**MATERIAL FOR THIS EXERCISE:**
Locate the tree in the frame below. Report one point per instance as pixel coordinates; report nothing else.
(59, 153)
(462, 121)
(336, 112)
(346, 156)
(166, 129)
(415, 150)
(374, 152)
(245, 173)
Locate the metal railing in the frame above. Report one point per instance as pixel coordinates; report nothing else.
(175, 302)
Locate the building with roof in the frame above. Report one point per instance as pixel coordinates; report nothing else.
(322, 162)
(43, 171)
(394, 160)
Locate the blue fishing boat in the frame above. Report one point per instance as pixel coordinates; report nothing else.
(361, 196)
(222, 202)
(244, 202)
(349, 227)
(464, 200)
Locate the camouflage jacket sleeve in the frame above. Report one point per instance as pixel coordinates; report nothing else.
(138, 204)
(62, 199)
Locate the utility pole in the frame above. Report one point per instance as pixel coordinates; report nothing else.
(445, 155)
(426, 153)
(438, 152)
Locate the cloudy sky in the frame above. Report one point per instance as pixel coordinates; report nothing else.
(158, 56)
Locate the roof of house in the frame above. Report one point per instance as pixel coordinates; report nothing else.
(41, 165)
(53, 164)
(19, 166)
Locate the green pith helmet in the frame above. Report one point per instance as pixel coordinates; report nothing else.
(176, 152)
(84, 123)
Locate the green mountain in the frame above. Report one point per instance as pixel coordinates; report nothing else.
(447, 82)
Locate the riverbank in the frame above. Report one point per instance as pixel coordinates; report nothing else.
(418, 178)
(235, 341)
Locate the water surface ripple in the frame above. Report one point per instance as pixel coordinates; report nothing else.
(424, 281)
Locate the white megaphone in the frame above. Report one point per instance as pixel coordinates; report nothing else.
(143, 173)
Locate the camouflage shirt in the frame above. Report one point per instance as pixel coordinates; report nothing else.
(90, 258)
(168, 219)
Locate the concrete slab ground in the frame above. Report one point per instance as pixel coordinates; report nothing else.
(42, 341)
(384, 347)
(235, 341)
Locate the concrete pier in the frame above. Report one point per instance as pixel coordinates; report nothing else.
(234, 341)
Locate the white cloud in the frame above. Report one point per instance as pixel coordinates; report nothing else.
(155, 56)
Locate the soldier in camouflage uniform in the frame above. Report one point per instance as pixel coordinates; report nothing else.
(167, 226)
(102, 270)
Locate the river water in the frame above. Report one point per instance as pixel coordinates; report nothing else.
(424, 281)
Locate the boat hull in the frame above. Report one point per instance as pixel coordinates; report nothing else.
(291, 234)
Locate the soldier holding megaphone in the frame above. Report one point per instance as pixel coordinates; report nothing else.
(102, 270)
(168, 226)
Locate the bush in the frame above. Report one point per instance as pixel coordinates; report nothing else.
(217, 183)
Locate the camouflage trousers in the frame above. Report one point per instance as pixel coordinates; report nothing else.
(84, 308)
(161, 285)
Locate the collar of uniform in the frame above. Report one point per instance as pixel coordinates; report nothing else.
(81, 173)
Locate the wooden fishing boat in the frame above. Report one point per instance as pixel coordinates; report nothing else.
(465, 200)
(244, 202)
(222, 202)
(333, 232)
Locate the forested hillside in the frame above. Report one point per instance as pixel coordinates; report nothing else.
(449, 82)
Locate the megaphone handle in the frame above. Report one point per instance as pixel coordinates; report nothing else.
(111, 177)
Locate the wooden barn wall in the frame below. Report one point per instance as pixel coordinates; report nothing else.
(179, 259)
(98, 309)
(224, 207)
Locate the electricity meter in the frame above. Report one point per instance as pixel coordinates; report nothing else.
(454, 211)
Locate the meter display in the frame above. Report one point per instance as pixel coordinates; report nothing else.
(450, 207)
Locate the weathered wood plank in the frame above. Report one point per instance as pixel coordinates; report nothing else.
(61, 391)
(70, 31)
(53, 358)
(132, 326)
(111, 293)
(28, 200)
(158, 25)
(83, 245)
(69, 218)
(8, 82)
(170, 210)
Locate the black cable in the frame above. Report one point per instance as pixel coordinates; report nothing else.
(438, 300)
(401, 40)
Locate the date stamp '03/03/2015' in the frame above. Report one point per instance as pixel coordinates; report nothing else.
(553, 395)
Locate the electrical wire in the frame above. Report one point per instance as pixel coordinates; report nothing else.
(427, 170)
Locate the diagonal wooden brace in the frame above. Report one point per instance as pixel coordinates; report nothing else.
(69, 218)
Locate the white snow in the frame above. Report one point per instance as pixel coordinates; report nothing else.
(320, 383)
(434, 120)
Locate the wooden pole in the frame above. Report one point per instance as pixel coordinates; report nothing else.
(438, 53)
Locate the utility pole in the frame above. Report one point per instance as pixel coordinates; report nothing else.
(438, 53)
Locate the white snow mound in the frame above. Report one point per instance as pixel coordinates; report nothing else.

**INSTRUCTION:** Copy all of the material word for word.

**FULL RESPONSE:**
Locate the tree in the frame below. Report one point per instance as pixel coordinates; report nothing else.
(59, 153)
(462, 121)
(336, 112)
(346, 156)
(166, 129)
(415, 150)
(374, 152)
(245, 173)
Locate the metal railing in the frame above. Report one point per instance as pixel coordinates; report nothing else.
(175, 302)
Locate the building with roof in the frame above. Report one point per instance as pixel coordinates; report nothing else.
(322, 162)
(43, 171)
(394, 160)
Locate the blue fishing boat in the frame above. Report one point per instance as pixel coordinates; report nothing else.
(361, 196)
(222, 202)
(244, 202)
(349, 227)
(464, 200)
Locate the camouflage jacket sleeve in the frame above. Report one point per instance as pixel coordinates; report nothing else.
(138, 204)
(62, 199)
Locate the utility pole in the frame above. Report one point per instance as pixel coordinates; report nothing else.
(445, 155)
(426, 153)
(438, 152)
Locate the cloudy sky in the frame above. Report one point per instance as pixel coordinates; report nothing else.
(158, 56)
Locate the roof of house in the frame above. Report one point per instance as pixel coordinates; report nothing else.
(41, 165)
(53, 164)
(19, 166)
Locate the green pith helmet in the frame above. Report one point per instance as pixel coordinates; report nothing else.
(176, 152)
(84, 123)
Locate the green mountain in the frame above. Report one point per instance as pixel coordinates; report nothing else.
(447, 82)
Locate the riverbank in the frame above. Report one point per instance as pixel coordinates; report nothing else.
(418, 178)
(235, 341)
Locate the water surface ripple in the frame above. Report one point per instance as pixel coordinates; report nothing else.
(424, 281)
Locate the white megaphone in the frame above. Report one point per instance as pixel coordinates; report nothing else.
(143, 173)
Locate the camouflage shirt in the frame above. Report one point per instance as pixel coordinates; report nothing else.
(90, 258)
(168, 219)
Locate the concrete slab ground in the frame above. Report one point per instance as pixel coordinates; report nothing else.
(42, 341)
(384, 347)
(235, 341)
Locate the concrete pier in the frame above. Report one point per instance as pixel coordinates; report nothing else.
(234, 341)
Locate the white cloud in the frame above. Report one point per instance as pixel coordinates; report nothing else.
(155, 56)
Locate the soldier in camouflage uniform in the frame above. Report one point per instance as pixel coordinates; report nothing else.
(167, 226)
(102, 270)
Locate the river water in the frame above. Report one point per instance as pixel coordinates; report nothing else.
(424, 281)
Locate the boat hull in the frame above. Report one point per instance as pixel coordinates; report nothing else.
(291, 234)
Locate the soldier holding megaphone in the frame above. Report one point per instance as pixel coordinates; report nothing else.
(102, 270)
(168, 226)
Locate the bush in the frame above. Report one point per instance as pixel coordinates; report nothing else.
(217, 183)
Locate the camouflage trousers in the frame above. Report one point per instance as pixel coordinates; report nothing else.
(84, 308)
(161, 285)
Locate the collar of uniform in the frame above. Report one point per instance as pixel coordinates; report nothing else.
(81, 173)
Locate the wooden fishing boat in the frame above. Report one point per instance as pixel coordinates; report nothing else.
(465, 200)
(244, 202)
(222, 202)
(333, 232)
Locate the forested hillside in the frame above. Report one point per instance as pixel coordinates; report nothing else.
(449, 82)
Locate the megaphone handle in the frame above. Report one point per instance as pixel coordinates; report nothing else.
(111, 177)
Locate the wooden barn wall in the frame below. Report one point per instance as pixel coordinates; report nothing else.
(179, 259)
(98, 309)
(224, 207)
Locate the electricity meter in the frame above. Report one point per instance as pixel coordinates; report nothing else.
(454, 211)
Locate the meter display in the frame above. Report one point per instance as pixel coordinates; report nothing else.
(450, 207)
Locate the weathered wood plank in the frame above. Report one point per instance as pixel coordinates; report nothing else.
(61, 391)
(70, 31)
(53, 358)
(132, 326)
(111, 293)
(28, 200)
(158, 25)
(83, 245)
(69, 218)
(8, 82)
(170, 210)
Locate the black cable in the frame above. Report one point per instance as pixel coordinates; report nothing else.
(438, 300)
(401, 40)
Locate the date stamp '03/03/2015' in the frame above. Report one point per instance as pixel coordinates; report nothing else.
(553, 395)
Locate the electrical wire in the frame above. Report one point per instance as pixel coordinates; report nothing else.
(427, 170)
Locate the diagonal wooden brace in the frame above. Report one point per instance as pixel coordinates; report nothing else.
(69, 218)
Locate the white snow in the frame above. Report one point per instance as pixel coordinates; report nothing else.
(320, 383)
(434, 120)
Locate the wooden pole in the frame above. Report one point per instance as pixel coordinates; report nothing else.
(438, 53)
Locate the utility pole in the frame above. Report one point per instance as pixel coordinates; report nothing else.
(438, 53)
Locate the white snow mound in the frame above. Report one point per instance as pixel coordinates; report nothing else.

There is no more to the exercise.